→ **Work order**
The lines to be copied are those below that contain "office".

→ **Data under study**
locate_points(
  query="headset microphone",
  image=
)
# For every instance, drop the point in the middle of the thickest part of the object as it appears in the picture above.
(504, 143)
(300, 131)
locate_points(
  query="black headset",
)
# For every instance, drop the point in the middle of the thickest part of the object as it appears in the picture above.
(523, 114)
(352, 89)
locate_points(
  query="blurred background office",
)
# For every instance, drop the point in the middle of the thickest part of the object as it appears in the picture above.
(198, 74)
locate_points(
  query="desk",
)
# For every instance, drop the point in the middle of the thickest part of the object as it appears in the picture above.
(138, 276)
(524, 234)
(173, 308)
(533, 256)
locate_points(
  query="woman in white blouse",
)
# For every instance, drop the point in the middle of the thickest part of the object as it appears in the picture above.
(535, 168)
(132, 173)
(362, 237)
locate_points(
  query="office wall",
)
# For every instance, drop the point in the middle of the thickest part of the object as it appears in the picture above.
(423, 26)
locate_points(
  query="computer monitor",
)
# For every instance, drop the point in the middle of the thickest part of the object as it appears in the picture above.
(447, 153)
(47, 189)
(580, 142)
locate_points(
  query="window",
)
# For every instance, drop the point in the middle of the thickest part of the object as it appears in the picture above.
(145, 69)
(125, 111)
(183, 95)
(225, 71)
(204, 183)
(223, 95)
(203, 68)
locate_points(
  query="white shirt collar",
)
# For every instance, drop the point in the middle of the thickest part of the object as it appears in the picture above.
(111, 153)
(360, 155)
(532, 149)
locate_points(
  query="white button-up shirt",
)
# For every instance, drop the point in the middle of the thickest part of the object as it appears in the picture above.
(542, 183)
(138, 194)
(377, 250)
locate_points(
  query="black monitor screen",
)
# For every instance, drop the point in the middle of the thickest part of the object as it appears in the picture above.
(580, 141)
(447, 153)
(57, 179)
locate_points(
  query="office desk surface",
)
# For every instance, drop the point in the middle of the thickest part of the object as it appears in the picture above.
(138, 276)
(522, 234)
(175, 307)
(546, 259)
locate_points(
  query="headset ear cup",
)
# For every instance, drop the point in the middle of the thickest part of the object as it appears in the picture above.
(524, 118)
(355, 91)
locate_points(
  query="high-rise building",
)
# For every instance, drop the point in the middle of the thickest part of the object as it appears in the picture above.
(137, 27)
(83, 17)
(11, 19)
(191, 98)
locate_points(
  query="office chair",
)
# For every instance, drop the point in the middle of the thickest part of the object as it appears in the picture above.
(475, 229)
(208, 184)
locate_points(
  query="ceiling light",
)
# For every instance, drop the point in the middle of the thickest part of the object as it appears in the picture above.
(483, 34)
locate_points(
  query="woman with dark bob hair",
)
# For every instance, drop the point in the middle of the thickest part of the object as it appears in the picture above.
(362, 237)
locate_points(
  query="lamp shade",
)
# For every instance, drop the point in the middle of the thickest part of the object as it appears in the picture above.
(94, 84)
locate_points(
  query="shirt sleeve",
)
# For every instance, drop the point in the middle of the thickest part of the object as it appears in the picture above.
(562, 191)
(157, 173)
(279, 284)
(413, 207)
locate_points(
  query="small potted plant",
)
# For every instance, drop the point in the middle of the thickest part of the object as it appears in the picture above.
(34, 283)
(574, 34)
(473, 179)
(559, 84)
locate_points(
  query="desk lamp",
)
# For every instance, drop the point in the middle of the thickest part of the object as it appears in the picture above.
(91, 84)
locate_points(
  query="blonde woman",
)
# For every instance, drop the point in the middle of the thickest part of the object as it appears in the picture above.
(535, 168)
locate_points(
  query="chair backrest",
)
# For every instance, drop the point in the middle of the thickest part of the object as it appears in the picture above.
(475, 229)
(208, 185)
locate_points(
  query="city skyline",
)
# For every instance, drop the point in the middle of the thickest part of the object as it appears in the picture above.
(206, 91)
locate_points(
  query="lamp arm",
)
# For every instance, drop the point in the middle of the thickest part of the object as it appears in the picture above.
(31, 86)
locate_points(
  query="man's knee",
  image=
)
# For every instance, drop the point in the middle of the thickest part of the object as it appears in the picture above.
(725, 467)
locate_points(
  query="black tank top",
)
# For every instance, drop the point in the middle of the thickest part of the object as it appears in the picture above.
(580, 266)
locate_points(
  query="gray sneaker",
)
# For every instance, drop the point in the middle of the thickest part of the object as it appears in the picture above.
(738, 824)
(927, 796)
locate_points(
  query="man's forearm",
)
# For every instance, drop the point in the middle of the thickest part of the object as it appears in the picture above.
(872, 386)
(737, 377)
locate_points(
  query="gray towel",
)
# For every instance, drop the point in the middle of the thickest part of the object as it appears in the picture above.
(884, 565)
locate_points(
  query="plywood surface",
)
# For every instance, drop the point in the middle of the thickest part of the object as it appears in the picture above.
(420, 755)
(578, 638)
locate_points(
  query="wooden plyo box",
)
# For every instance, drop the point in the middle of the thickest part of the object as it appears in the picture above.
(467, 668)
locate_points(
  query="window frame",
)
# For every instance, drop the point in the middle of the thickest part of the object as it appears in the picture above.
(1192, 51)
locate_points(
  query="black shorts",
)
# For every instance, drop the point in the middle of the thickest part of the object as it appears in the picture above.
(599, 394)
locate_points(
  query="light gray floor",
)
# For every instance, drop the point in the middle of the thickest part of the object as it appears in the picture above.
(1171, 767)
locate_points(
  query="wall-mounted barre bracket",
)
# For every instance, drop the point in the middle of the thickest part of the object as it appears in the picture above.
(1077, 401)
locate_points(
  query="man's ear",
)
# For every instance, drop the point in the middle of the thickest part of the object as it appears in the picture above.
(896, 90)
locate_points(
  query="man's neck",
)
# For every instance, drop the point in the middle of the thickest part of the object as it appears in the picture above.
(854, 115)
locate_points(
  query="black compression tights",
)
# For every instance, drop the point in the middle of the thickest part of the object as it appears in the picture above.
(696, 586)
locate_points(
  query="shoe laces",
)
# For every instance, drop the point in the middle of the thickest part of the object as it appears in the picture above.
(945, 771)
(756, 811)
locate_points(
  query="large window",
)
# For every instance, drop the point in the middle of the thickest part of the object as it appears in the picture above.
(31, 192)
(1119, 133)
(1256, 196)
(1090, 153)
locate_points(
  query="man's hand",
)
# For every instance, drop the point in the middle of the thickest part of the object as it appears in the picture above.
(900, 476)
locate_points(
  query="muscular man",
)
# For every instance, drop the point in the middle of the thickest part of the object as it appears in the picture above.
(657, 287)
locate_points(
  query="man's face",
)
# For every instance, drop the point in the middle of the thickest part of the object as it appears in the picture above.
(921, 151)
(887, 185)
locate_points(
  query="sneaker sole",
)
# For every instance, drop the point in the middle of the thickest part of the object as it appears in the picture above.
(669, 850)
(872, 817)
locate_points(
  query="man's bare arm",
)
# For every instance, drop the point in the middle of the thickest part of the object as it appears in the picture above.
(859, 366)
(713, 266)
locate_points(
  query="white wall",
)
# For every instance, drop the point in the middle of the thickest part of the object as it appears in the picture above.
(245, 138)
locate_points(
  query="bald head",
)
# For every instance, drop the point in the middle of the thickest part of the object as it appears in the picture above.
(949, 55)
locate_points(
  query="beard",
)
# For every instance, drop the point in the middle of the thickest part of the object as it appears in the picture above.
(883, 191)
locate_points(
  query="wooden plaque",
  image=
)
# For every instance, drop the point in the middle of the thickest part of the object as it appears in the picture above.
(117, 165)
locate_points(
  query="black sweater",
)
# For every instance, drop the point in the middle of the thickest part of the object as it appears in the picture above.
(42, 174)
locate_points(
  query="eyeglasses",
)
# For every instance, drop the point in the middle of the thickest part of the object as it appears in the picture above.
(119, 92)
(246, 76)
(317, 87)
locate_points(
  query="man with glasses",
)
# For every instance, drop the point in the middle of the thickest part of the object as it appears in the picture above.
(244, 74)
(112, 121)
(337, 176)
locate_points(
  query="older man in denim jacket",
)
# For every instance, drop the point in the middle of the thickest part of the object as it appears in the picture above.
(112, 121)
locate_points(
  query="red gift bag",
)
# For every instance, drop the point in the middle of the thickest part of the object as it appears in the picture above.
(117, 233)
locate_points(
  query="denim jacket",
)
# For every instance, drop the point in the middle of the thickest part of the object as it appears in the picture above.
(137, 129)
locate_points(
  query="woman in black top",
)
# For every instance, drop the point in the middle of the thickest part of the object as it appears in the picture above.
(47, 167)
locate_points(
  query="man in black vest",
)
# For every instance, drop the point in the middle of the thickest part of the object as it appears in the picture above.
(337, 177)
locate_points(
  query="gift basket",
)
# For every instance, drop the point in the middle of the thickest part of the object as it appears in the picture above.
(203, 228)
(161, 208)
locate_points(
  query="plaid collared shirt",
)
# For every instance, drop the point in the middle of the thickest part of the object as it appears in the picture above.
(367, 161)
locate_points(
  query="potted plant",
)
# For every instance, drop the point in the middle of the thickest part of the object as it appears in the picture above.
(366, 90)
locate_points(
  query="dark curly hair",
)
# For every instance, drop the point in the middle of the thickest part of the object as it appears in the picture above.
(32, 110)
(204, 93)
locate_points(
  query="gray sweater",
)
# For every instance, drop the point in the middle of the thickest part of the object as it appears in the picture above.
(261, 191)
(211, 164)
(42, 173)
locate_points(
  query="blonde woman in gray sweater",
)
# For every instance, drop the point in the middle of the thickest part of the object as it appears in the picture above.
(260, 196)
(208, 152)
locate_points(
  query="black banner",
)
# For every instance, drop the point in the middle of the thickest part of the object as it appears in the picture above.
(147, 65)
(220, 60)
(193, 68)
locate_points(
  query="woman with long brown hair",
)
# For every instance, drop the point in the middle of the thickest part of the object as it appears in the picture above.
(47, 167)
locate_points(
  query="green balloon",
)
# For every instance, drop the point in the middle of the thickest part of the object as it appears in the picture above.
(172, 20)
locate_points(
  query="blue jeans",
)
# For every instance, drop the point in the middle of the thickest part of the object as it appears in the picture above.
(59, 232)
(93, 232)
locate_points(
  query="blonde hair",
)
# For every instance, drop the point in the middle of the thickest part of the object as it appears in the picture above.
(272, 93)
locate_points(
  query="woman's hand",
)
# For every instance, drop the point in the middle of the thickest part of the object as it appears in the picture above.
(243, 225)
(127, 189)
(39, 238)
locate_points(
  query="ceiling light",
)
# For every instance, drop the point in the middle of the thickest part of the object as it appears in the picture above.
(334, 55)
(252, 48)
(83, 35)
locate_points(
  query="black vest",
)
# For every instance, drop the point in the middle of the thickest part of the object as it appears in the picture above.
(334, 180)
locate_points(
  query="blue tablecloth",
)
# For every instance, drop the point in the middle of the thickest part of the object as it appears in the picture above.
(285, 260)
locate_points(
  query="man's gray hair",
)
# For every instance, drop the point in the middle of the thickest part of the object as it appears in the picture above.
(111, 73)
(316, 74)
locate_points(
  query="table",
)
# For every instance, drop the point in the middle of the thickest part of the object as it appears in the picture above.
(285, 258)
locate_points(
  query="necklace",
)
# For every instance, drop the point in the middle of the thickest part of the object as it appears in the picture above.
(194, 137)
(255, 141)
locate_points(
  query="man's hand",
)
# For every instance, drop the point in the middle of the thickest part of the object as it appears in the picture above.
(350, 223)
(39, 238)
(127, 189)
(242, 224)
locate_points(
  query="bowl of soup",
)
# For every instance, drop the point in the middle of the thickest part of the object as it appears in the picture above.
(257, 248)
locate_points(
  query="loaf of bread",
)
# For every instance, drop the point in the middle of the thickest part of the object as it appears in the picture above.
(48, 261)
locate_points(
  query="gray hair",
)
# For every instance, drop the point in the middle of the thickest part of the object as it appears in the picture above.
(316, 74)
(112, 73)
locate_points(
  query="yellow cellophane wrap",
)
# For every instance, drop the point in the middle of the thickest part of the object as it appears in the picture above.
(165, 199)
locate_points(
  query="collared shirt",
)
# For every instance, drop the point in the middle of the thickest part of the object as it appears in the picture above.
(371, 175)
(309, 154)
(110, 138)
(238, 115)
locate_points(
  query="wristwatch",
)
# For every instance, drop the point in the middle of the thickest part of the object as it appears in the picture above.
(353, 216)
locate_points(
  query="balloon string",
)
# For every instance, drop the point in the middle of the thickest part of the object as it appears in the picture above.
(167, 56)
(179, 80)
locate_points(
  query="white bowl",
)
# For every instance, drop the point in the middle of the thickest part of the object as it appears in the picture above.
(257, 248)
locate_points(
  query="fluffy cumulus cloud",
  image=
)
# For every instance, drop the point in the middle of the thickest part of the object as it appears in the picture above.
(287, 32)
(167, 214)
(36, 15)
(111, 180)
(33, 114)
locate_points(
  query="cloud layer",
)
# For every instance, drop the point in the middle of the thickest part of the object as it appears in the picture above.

→ **Response**
  query="blurred background office",
  query="office wall",
  query="office desk surface",
  query="office chair",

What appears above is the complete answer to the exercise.